* [WHAT YOU NEED TO DO] In the part of the listing that opens with the line containing "bicycle rear wheel." and closes with the line containing "(1162, 365)", substitute "dot" for every occurrence of "marker". Reproduce only those lines, leaving everything else unchanged.
— START INPUT —
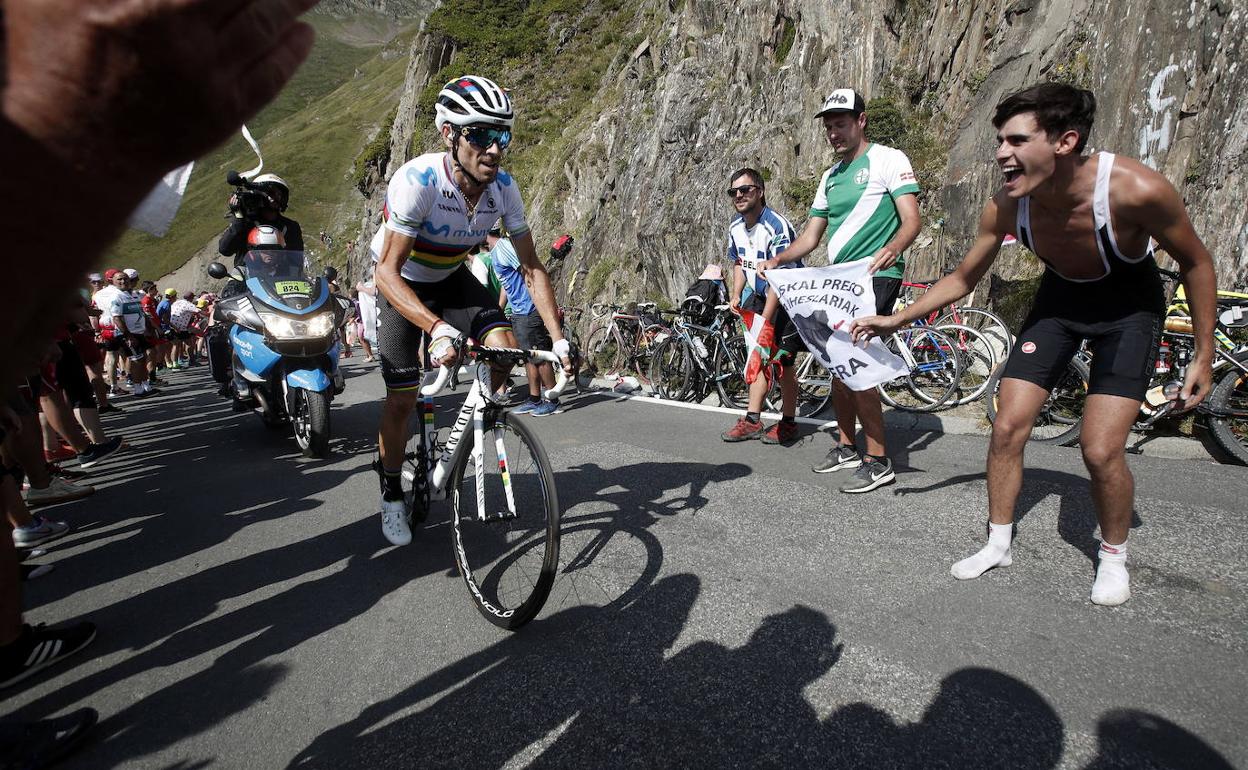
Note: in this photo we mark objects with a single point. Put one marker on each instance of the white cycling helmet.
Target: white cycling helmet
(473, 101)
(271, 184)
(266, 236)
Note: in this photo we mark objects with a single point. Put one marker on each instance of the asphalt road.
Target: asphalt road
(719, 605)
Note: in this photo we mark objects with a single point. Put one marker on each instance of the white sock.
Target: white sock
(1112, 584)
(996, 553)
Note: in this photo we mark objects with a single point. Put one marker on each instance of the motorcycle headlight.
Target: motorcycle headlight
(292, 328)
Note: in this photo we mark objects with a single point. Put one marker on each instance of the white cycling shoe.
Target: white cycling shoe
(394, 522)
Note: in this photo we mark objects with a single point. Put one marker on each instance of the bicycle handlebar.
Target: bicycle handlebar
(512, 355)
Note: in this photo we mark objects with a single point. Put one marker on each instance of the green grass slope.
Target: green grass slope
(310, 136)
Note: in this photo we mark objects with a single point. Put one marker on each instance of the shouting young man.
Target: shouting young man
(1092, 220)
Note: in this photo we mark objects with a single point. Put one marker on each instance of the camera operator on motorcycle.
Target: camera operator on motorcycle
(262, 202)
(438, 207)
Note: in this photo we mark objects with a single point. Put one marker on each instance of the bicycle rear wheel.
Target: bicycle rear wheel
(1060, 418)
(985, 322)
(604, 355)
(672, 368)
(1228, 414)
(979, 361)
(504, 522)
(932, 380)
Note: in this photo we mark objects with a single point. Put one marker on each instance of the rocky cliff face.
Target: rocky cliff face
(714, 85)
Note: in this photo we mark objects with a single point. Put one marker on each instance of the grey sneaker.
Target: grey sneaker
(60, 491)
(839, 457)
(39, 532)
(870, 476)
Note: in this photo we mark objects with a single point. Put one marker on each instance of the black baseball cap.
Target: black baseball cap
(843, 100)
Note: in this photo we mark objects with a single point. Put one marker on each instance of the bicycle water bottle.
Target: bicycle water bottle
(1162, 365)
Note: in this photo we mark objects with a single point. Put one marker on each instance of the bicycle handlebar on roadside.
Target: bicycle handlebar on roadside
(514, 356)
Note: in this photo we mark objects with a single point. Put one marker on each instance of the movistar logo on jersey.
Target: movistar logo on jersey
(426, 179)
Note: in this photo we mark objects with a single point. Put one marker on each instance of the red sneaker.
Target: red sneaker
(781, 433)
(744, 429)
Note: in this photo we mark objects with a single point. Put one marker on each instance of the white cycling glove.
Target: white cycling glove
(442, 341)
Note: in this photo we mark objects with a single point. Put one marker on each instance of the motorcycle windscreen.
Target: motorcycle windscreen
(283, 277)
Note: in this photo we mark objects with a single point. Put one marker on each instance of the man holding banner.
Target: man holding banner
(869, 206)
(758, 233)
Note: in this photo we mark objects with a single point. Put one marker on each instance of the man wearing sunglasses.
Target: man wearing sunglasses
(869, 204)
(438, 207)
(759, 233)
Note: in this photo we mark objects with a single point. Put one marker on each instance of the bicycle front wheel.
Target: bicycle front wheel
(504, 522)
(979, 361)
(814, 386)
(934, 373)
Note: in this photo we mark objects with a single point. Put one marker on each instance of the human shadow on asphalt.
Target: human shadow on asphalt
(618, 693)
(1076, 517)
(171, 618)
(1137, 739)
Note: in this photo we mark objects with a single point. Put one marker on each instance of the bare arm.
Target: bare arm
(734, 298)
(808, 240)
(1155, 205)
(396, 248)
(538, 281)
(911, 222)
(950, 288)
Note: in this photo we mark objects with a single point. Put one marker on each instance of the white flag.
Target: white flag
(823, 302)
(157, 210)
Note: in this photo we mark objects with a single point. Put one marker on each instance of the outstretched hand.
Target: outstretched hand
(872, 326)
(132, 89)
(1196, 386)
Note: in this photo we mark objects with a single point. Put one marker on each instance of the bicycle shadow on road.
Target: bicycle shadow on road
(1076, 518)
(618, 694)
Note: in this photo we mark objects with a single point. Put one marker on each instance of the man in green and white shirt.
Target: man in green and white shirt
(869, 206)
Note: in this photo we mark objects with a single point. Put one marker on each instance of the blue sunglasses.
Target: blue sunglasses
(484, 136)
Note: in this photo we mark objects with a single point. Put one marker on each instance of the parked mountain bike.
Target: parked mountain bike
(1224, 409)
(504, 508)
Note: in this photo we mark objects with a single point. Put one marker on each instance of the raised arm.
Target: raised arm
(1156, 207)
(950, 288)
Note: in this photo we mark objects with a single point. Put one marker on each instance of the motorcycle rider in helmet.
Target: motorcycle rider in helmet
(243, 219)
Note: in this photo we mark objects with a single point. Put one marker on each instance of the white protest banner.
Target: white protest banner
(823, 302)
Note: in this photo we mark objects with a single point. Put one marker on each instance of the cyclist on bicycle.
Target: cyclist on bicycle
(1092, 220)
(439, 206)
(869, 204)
— END INPUT —
— START INPUT —
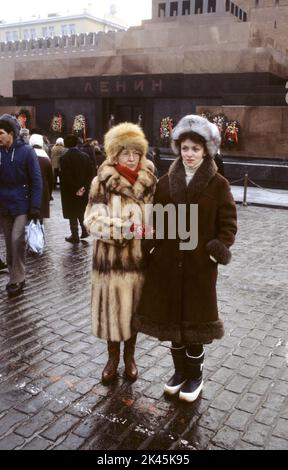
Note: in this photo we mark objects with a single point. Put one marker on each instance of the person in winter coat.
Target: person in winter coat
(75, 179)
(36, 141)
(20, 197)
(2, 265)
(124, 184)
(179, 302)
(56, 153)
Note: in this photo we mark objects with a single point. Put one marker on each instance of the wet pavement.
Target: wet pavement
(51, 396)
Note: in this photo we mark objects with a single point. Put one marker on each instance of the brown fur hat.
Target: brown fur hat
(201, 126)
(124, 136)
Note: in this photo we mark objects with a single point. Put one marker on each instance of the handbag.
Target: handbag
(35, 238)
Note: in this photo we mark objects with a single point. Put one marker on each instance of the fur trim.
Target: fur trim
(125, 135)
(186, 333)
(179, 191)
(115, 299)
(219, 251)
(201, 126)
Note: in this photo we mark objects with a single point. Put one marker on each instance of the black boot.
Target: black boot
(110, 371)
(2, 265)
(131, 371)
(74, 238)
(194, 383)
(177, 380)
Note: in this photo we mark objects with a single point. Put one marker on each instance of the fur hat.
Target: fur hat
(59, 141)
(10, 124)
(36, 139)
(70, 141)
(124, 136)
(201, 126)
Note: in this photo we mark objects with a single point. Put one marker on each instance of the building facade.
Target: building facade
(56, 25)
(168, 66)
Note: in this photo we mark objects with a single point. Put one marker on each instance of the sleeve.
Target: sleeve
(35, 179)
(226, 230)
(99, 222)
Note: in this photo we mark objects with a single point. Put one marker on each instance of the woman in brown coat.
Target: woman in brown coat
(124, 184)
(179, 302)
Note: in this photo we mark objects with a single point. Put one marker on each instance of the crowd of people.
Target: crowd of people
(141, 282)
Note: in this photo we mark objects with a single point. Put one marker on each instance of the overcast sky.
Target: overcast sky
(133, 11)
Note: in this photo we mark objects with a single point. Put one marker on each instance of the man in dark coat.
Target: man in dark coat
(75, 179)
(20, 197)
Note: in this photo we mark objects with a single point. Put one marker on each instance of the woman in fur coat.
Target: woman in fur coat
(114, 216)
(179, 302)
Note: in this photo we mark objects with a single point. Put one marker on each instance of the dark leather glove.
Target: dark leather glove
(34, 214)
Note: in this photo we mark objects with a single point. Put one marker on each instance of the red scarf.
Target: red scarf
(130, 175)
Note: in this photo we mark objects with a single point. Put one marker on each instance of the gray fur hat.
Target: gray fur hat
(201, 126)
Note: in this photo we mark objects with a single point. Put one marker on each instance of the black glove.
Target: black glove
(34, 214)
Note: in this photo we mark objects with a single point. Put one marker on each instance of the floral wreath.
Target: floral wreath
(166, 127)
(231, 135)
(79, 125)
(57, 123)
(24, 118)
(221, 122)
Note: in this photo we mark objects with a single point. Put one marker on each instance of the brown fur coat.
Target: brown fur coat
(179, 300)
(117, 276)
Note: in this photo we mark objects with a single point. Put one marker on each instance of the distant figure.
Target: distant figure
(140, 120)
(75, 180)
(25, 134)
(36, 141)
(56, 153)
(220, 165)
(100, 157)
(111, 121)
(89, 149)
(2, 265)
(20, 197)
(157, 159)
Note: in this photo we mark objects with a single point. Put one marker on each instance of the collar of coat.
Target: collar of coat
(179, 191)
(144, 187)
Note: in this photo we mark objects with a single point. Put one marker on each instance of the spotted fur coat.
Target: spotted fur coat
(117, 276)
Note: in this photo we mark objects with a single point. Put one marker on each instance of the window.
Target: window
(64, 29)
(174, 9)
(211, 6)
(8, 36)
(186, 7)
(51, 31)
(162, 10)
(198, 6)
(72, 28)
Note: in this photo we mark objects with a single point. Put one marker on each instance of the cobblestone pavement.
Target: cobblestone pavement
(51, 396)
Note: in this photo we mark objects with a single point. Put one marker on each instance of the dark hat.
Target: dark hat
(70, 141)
— END INPUT —
— START INPUT —
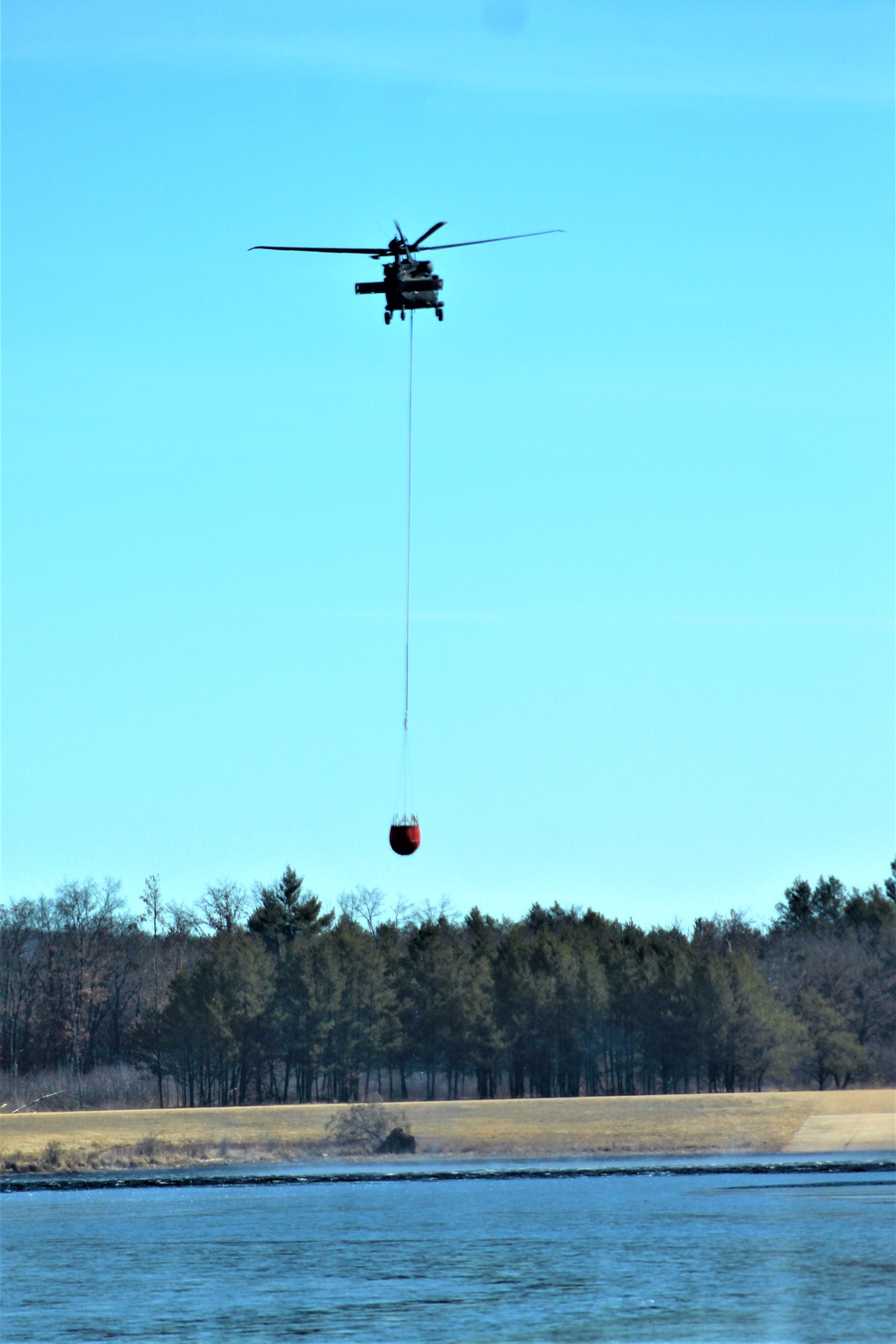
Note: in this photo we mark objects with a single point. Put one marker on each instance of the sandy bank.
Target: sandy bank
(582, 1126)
— END INPUT —
* [RIGHT ANSWER]
Note: in this photo we mark objects with a single point. Put one dot on each instance of the bicycle rear wheel.
Target: bicycle rear wheel
(1060, 418)
(985, 322)
(604, 355)
(672, 368)
(1228, 414)
(979, 361)
(504, 522)
(932, 380)
Note: in this photo we mark objects with a single point. Put one dot on each instance of the rocky cliff face.
Target: rocky cliff face
(714, 85)
Note: in this photo we mark objects with a single point. Put one dot on each instance of the grey sneaker.
Target: grey sneaker
(60, 491)
(839, 457)
(39, 532)
(870, 476)
Note: in this photo we mark objects with a single point. Put one dot on each instance of the black baseball cap.
Target: black baseball cap
(843, 100)
Note: in this photo we mark objects with a single point. Put one dot on each instance of the bicycle water bottle.
Target: bicycle water bottle
(1162, 365)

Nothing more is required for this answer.